◆ **ARBEITSAUFTRAG**
Entnimm bitte sämtliche folgenden Datenzeilen und gib sie Zeichen für Zeichen unverändert wieder.

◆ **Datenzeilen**

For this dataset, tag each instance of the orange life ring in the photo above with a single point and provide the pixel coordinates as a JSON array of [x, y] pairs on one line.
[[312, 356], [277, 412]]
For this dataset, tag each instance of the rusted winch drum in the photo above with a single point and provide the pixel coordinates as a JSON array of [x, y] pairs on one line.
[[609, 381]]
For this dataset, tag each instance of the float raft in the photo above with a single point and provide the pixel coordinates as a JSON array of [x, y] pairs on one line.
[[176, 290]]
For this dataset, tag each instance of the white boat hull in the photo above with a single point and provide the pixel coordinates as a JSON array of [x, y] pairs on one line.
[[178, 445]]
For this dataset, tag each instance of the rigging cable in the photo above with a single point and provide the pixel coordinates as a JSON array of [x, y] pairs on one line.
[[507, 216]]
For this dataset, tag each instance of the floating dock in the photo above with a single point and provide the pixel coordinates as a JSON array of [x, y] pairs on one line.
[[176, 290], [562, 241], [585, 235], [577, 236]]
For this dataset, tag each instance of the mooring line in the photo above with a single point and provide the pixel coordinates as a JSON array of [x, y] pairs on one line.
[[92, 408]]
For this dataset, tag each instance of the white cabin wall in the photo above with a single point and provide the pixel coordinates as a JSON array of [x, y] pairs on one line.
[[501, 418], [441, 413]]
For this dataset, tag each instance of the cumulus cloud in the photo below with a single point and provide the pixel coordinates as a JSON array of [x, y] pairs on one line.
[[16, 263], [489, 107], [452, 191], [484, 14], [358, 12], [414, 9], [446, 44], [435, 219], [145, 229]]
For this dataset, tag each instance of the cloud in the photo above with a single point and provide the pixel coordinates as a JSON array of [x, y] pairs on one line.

◆ **LÖSUNG**
For this dataset, tag each instance of the orange life ring in the photo above with a single point and provide the pixel coordinates as a JSON array of [x, y] pairs on one line.
[[312, 356], [277, 412]]
For this dataset, tag each instance of the rusted winch drum in the photo above with a single point and provide the pixel coordinates as a JSON array of [x, y] pairs on one line.
[[609, 381]]
For this dataset, tag each instance of the float raft in the photo above with a single point and provide the pixel coordinates as a JSON array of [x, y] pairs on one line.
[[176, 290]]
For this dataset, tag each instance of the white boat hull in the photo above with a single point and provide the pixel coordinates as a JSON array of [x, y] pairs on one line.
[[178, 445]]
For this dataset, tag each instance of the rigging cable in the photo above with a single point and provide the pixel coordinates as a JSON array of [x, y] pairs on one line.
[[507, 216]]
For this dataset, tag each instance of the floating dock in the photo above with a single point and provide the pixel coordinates as a JSON array of [x, y] pairs on one line.
[[176, 290], [562, 241], [585, 235], [577, 236]]
For this dataset, tag each instance of the mooring line in the photo above with a single point and provide the pixel coordinates as a JSON array of [x, y] pairs on one line.
[[92, 408]]
For this dataset, tag each instance of the white cabin wall in the photo above with a single point and provide the pixel coordinates as a JSON array of [x, y] pairs on one line.
[[501, 418], [441, 413]]
For this dataset, tag each instance of the cumulus cloud in the photo below with a single point and provide the pixel coordinates as a JSON array of [x, y] pairs on one line.
[[16, 263], [489, 107], [452, 191], [484, 14], [358, 12], [414, 9], [446, 44], [435, 219], [145, 229]]
For this dataset, tag each instance of the cloud in the photo above with a single point and provide the pixel coordinates as a JSON array of [x, y] pairs on one line.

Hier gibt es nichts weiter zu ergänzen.